● Excerpted passage:
Fowler himself masterfully explains the need for the, "Change Bidirectional Association to Unidirectional," refactoring: "Bidirectional associations force an interdependency between the two classes. Any change to one class may cause a change to another. If the classes are in separate packages, you get an interdependency between the packages. Many interdependencies lead to a tightly coupled system, in which any little change leads to lots of unpredictable ramifications."

Forged precisely and singularly to fight ripple effect, this is the first of the four best refactorings. Unfortunately, Fowler artificially restricts this refactoring to class-level when it effortlessly extends to all. Fowler further constrains the refactoring by suggesting its application only between two mutually dependent elements when this offers just a specific case of the more general circular dependency, in which any number of elements ultimately form a dependency loop, as in: A → B → C → D → A. Eliminating bidirectional and circular dependencies between methods, classes and packages improves program structure because it usually reduces the number and length of transitive dependencies clawing at a program. This is a first-rate refactoring.

The curiously un-sung, "Remove Middle Man," holds that if class A depends on B and B depends on C then refactor so that A depends on both B and C. Syntactically, at least, this is the very definition of reducing transitive dependency length and so wins this refactoring a place in the prizes. Again, Fowler constrains the scope of this refactoring somewhat unnecessarily. Firstly, he discusses only delegates - a role unimportant to syntactic analysis - when it potentially applies to all transitive dependencies regardless of class role. Secondly, he limits the scope to classes when it applies to all structural elements: method, class and package. Thirdly, he offers the example of only three elements where this shy refactoring reveals its benefit least. Reducing the single transitive dependency A → B → C → D → E → F to the three transitive dependencies A → B, A → C → D and A → E → F showcases far greater benefit than the example cited (and two steps closer to sunburst) with little loss of generality. Despite these caveats, however, the refactoring captures a truly essential idea.

"Extract Interface," might, at first, seem an element-creation refactoring rather than a transformational refactoring, but again: what is the primary purpose of this refactoring? It does not simply create an interface which then affects little but the class from which it peels. Instead, it creates an interface to act as new target for all those other classes whose dependencies previously fell on some methods of the original class: its primary purpose is to deflect dependencies. Being thus dependency-oriented, the refactoring comfortably sits in the transformational pigeonhole. And what a transformation! The reasons are subtle, but because interfaces lack implementation and hence lack implementation dependencies, the, "Extract interface," refactoring has more power to reduce program depth than any other. It, too, rightly claims to be one of the, "Best," refactorings.

● To be done:
1: In the passage on refactorings, what is named as the primary purpose of the "Extract Interface" refactoring?
2: Continue the passage on refactorings from its final sentence onward.
The lines that come after the passage on refactorings have no connection to it.

● Data block:
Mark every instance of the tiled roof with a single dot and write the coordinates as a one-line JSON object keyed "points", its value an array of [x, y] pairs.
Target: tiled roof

● Answers per task:
1: Its primary purpose is to deflect dependencies.

2:
Table 5, then, presents these three best ripple-effect refactorings: each reduces program depth and makes a program less costly to patch and upgrade better than other refactorings. Of course, this does not imply the encouragement of blind application. Superfluous interface and artificially snipped dependency can create costly chaos if pushed too far; the most well-worn tool in the experienced programmer's toolbox remains prudence. Nevertheless, programs under-interfaced and over-dependent proliferate far more widely today than those at the other end of the spectrum, whatever this says about modern software development.

Refactoring Method Class Package
Remove Middle Man T
Change Bidirectional Association
to Unidirectional
T
Extract Interface T

Table 5: The three best ripple-effect refactorings.

As a bonus, the difference between tables 4 and 5 also present the very worst syntactical refactorings: the almost inexcusable, "Hide Delegate," and the CV-freshening, "Change Unidirectional Association to Bidirectional."

Which refactorings best clarify element and relationship meaning?

This, however, compiles only three of the four best refactorings: the three best syntactic refactorings. What is the fourth and best semantic refactoring?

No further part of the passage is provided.